## Passage shown
Also next I think I implement the perfcounter into my printAllignedArray, and let the score calculate for the past second, when it is called.
So meaning, when I add performance counter print manually into the code,(not every 1000ms automatically) the score will work the same. And by using it 1/x and inverted mapping into 0-100, I can get a CPU counter from 0-100. 100 = full performance left, 0 = no performance left.

christop · November 7, 2024, 4:38pm

Not so. The performance_lastResetTime += performance_period; type of statements ensures each "task" repeats with the given period (there may be some jitter—taking longer one period and shorter the next—if an iteration of the loop takes more than a millisecond to complete). Then again, the same thing can happen with separate tasks in an RTOS if you use cooperative multitasking and a task takes more than a millisecond to yield. But at least the average rate will be what you ask for.

christop · November 7, 2024, 9:24pm

I tested the code in Wokwi (RTOS vs Superloop performance - Wokwi ESP32, STM32, Arduino Simulator) (this has my suggested changes of using ticks rather than milliseconds and accumulating ticks rather than losing ticks). I found that the small task overruns its 1 ms time slot by a lot. It executes a lot more times in the superloop version than in the RTOS task version (about 3 times as many times). That definitely can account for the large difference in "performance" between the two. It might be instructive to check how many times the small task runs in a second and then either scale down the number of iterations from 1000 to something smaller like 100 or increase the period of the small task.

## Instructions
a: Answer these questions from the forum thread on RTOS and superloop performance.
(i) On the proposed 0-100 CPU counter, what do the values 100 and 0 stand for?
(ii) Which type of statement ensures that each "task" repeats with the given period?
(iii) In the Wokwi test, about how many times as often did the small task execute in the superloop version as in the RTOS task version?
b: Carry the forum thread on RTOS and superloop performance onward from its last sentence.

## Material
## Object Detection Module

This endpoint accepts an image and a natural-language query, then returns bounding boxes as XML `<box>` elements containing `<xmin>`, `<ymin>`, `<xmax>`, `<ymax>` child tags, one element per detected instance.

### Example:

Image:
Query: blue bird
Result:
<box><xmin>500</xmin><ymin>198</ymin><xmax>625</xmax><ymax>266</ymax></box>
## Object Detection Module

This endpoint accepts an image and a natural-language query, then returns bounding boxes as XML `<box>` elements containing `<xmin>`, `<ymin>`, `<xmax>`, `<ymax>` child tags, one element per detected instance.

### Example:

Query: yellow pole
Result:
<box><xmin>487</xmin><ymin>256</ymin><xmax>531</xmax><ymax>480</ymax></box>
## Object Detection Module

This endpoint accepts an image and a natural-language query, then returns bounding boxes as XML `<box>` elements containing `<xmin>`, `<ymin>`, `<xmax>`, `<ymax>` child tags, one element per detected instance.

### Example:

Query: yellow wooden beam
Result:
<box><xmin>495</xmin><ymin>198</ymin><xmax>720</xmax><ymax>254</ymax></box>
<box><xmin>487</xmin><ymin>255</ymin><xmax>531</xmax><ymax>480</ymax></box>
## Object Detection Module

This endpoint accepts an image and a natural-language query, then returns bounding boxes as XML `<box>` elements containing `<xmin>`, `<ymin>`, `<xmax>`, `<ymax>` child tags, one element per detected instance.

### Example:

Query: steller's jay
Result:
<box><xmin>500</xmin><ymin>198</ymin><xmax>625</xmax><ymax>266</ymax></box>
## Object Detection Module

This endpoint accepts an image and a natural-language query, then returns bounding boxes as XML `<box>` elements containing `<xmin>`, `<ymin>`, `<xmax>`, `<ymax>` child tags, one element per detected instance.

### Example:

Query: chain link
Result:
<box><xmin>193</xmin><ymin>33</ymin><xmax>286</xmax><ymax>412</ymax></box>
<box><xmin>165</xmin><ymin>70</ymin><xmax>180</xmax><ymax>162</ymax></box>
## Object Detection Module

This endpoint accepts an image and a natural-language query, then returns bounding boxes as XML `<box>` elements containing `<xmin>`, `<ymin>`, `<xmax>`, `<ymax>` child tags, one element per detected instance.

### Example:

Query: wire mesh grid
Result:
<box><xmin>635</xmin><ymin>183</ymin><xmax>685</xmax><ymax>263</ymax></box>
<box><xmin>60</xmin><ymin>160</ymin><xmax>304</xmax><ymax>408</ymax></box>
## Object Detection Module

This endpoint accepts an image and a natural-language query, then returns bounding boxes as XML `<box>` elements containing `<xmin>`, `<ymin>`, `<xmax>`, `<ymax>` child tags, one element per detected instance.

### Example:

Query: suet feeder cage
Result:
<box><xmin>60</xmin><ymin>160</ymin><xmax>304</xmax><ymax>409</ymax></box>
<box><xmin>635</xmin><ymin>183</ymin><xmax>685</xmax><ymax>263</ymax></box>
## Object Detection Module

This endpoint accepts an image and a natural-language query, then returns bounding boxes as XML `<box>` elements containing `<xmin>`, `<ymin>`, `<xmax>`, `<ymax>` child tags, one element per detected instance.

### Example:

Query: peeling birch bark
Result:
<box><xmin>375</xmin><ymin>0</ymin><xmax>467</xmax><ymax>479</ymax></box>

==

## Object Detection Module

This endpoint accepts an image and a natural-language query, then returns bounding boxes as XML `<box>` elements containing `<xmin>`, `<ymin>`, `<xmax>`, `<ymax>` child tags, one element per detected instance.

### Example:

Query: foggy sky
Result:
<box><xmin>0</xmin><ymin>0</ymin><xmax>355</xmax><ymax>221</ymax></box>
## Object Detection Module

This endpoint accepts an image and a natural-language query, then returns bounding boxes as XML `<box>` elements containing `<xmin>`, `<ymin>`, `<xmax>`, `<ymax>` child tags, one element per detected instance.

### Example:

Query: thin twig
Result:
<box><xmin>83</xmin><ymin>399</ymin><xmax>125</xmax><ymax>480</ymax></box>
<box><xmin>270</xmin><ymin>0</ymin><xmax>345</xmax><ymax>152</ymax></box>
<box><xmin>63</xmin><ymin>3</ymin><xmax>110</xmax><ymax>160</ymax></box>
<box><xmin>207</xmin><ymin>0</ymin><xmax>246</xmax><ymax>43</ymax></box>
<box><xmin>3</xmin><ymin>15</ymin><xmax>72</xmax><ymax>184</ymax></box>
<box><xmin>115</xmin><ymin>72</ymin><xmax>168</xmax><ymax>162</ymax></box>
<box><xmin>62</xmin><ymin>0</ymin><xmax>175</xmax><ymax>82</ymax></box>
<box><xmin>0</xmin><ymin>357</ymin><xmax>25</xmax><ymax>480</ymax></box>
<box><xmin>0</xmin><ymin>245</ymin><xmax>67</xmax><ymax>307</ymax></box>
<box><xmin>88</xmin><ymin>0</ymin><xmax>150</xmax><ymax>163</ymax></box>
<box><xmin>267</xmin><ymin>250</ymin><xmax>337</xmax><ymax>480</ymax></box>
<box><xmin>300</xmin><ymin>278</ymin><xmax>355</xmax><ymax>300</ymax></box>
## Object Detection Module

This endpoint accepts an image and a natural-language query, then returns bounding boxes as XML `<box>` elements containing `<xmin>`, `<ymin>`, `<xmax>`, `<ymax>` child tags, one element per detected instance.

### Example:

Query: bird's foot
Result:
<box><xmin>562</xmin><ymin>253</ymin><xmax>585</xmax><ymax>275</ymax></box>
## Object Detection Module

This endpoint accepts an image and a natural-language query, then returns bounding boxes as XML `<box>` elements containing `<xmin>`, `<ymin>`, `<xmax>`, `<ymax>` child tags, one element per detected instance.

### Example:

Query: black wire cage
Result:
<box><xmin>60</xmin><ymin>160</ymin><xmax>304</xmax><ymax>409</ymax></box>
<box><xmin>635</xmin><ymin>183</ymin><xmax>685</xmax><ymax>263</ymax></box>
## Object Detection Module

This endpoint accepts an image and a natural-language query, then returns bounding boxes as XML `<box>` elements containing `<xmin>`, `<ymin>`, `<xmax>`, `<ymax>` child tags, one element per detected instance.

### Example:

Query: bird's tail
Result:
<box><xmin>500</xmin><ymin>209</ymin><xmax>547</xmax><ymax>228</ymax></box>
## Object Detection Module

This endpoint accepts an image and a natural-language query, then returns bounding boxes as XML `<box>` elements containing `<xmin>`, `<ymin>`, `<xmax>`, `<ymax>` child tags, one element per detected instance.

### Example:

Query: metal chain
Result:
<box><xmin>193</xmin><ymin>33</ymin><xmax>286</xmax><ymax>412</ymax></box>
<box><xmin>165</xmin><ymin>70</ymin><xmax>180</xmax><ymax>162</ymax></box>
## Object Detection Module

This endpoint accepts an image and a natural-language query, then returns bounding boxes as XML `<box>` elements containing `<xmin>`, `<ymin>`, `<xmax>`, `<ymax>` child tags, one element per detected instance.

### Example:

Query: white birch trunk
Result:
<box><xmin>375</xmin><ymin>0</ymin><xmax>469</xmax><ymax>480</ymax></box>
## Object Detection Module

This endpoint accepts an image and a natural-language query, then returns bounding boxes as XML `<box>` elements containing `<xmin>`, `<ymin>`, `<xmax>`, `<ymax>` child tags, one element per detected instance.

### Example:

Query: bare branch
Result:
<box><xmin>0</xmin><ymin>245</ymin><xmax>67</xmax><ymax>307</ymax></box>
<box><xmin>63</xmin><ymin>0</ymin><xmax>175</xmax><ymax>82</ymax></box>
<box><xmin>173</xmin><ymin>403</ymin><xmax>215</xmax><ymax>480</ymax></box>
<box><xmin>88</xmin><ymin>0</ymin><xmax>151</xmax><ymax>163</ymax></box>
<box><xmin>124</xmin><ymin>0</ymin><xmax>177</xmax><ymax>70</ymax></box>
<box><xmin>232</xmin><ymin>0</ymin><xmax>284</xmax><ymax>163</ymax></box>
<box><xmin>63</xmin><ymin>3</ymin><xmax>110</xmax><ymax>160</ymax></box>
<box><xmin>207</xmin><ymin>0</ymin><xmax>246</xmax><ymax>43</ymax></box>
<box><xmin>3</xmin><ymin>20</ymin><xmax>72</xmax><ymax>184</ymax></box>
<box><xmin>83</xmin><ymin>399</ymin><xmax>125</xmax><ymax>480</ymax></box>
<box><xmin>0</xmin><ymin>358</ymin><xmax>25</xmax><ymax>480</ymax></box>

==

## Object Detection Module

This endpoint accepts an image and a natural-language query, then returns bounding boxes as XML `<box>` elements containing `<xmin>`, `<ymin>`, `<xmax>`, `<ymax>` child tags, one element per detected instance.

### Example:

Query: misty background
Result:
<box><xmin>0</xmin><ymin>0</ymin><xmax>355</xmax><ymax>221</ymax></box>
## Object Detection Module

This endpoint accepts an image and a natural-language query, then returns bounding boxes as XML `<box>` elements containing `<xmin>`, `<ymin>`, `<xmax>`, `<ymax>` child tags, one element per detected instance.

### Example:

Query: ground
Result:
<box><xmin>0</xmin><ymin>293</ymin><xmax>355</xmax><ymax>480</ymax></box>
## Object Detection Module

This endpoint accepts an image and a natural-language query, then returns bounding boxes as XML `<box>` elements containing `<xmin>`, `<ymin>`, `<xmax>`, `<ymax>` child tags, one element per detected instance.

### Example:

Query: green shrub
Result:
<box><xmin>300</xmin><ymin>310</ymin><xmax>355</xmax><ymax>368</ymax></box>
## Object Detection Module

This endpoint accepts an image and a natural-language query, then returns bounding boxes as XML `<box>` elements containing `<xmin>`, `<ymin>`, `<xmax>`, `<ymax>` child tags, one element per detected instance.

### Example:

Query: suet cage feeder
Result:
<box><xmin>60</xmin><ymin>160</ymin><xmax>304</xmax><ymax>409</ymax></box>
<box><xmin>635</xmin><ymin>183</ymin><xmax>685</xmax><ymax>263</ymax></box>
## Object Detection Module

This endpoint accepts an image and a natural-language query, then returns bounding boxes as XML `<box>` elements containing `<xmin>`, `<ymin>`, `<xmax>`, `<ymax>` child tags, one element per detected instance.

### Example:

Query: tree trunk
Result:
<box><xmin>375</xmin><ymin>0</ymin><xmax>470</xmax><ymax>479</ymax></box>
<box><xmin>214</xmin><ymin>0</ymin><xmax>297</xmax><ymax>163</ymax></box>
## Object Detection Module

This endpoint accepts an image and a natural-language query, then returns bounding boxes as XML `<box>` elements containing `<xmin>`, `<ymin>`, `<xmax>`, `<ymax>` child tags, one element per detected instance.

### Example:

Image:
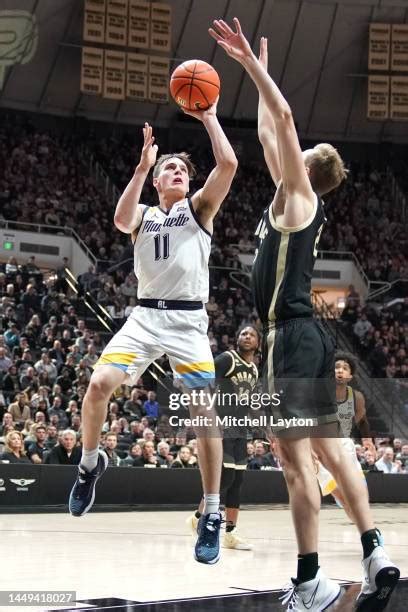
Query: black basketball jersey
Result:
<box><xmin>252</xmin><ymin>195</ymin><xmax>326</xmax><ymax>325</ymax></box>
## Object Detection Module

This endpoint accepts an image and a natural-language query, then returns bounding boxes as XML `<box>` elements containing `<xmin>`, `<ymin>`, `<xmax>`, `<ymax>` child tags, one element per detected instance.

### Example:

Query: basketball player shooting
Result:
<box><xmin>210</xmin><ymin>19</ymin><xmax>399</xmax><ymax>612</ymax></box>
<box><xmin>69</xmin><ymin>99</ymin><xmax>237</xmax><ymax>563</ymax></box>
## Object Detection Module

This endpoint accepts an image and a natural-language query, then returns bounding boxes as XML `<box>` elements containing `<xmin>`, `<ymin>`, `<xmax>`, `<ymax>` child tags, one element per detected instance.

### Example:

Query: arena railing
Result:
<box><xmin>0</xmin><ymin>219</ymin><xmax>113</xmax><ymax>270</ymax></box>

## Final results
a:
(i) 100 means full performance left, and 0 means no performance left.
(ii) A statement of the type performance_lastResetTime += performance_period;
(iii) About 3 times as many times.

b:
The performance of the RTOS also changed (increased) if I included a vTaskDelay(1) at the beginning of task_biggerTask's loop (otherwise it's busy-waiting which sort of defeats the purpose of using tasks).

Once I got the small task under control and added vTaskDelay(1) to task_biggerTask, the superloop and RTOS task versions both had very similar "performance" figures.

Note: at least in Wokwi, portTICK_PERIOD_MS is 1, meaning 1 tick == 1 millisecond, so there's no penalty for multiplying anyway. But it still makes sense to use ticks in case they're not equal so that wraparound of the tick counter is properly handled.

westfw · November 7, 2024, 11:18pm

quantummagic:

void task_smallTest(void *pvParameters) {
    while (true) {
        if (xTaskGetTickCount() * portTICK_PERIOD_MS - smallTask_lastResetTime >= 200) {
            smallTask_lastResetTime = xTaskGetTickCount()* portTICK_PERIOD_MS; // Update smallTask_lastResetTime
            printf(".");
        }       
    }

compared to:

  while (true) {
       performanceCounter++;

       if (xTaskGetTickCount() * portTICK_PERIOD_MS - last_wdt_reset >= 200) {
           last_wdt_reset = xTaskGetTickCount() * portTICK_PERIOD_MS;
       }
       if (xTaskGetTickCount() * portTICK_PERIOD_MS - performance_lastResetTime >= 1000) {
           printf("Superloop Performance score: %lu|\n", performanceCounter);
       }

       if (xTaskGetTickCount() * portTICK_PERIOD_MS - last_wdt_reset >= 4000) {
           MyESP32::wdt_reset();
       }
   }

In the first bit of code, the "meat" of your "minor task" (printing "." periodically) is executed once each time the task is run (since things are simple, this is probably every "scheduler tick" - 1 or 10ms or whatever.)

In the second bit (super-loop), you're doing the same check every time through the "while (1)" loop. For each of three timers. So essentially your super-loop does 3x the computation each time through its loop, compared to the loop in task_performance()
3x less computation means = 3x faster.

Once again, you have a "performance metric" that doesn't really mean anything.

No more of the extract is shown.